■ EXERCISE OBJECTIVE
Each line that follows is to be retyped exactly.

■ RECORD EXTRACTS
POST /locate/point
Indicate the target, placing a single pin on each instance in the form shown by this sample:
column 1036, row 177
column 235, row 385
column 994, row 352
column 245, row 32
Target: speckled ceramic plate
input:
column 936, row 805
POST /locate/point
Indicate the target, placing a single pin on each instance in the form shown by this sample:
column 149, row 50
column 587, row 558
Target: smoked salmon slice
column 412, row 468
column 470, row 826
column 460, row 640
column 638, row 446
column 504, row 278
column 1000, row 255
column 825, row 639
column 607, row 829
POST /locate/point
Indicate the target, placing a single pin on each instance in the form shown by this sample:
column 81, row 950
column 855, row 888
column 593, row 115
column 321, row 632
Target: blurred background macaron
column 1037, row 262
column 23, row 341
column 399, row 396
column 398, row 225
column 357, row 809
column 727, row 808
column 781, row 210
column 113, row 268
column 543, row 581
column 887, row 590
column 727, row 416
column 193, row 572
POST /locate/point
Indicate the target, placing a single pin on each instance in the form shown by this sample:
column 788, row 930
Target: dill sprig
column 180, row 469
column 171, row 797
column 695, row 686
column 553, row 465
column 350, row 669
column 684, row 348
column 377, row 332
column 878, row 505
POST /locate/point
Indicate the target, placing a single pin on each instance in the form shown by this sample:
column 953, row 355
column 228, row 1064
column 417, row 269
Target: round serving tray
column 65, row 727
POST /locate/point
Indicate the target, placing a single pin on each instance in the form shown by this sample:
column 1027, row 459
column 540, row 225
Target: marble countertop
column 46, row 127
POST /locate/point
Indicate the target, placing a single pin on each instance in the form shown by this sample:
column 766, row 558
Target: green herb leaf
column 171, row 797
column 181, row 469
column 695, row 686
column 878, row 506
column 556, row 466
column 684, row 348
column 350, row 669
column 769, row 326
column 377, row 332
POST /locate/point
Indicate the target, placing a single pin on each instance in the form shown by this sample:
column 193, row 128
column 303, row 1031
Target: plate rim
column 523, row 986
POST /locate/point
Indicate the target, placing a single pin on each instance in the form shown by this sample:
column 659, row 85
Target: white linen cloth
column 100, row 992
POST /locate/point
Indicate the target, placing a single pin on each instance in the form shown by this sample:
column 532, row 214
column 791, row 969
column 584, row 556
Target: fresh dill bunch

■ CORRECT OUTPUT
POST /locate/point
Indicate the target, placing a single pin on each instance in the form shown by this sample:
column 1036, row 177
column 235, row 385
column 994, row 352
column 245, row 32
Target: speckled ceramic plate
input:
column 936, row 805
POST /locate/point
Indicate the target, placing a single pin on each instance in the form shown by this sample:
column 149, row 50
column 587, row 558
Target: smoked salmon slice
column 412, row 468
column 470, row 826
column 460, row 640
column 638, row 446
column 504, row 278
column 1000, row 255
column 825, row 639
column 607, row 829
POST /locate/point
Indicate the target, placing a single pin on each instance in the form shown by this sample:
column 81, row 950
column 855, row 888
column 593, row 115
column 321, row 632
Target: blurred background macaron
column 1037, row 262
column 23, row 341
column 399, row 396
column 398, row 225
column 357, row 809
column 727, row 808
column 781, row 210
column 113, row 268
column 543, row 581
column 887, row 590
column 727, row 416
column 193, row 572
POST /locate/point
Indicate the target, placing a single pin on each instance in the form shown by this sample:
column 788, row 930
Target: dill sprig
column 180, row 469
column 171, row 797
column 695, row 686
column 553, row 465
column 350, row 669
column 684, row 348
column 377, row 332
column 878, row 505
POST /locate/point
Indicate the target, placing a single pin on each instance in the form shown by this sample:
column 953, row 355
column 228, row 1064
column 417, row 269
Target: round serving tray
column 65, row 727
POST /locate/point
Indicate the target, placing a single pin on each instance in the form shown by this sample:
column 1027, row 459
column 540, row 225
Target: marble countertop
column 46, row 127
POST /locate/point
Indicate the target, placing a single pin on each instance in the form shown by this sample:
column 766, row 558
Target: green herb leaf
column 171, row 797
column 181, row 469
column 695, row 686
column 878, row 506
column 556, row 466
column 684, row 348
column 350, row 669
column 769, row 326
column 377, row 332
POST /locate/point
Indicate the target, placing a single pin on each instance in the form shown by this sample:
column 193, row 128
column 303, row 1031
Target: plate rim
column 523, row 986
POST /locate/point
Indicate the target, placing a single pin on each instance in the form shown by this sample:
column 659, row 85
Target: white linen cloth
column 100, row 992
POST /locate/point
Indicate the target, placing a single pin on each instance in the form shown by this sample:
column 532, row 214
column 791, row 969
column 584, row 556
Target: fresh dill bunch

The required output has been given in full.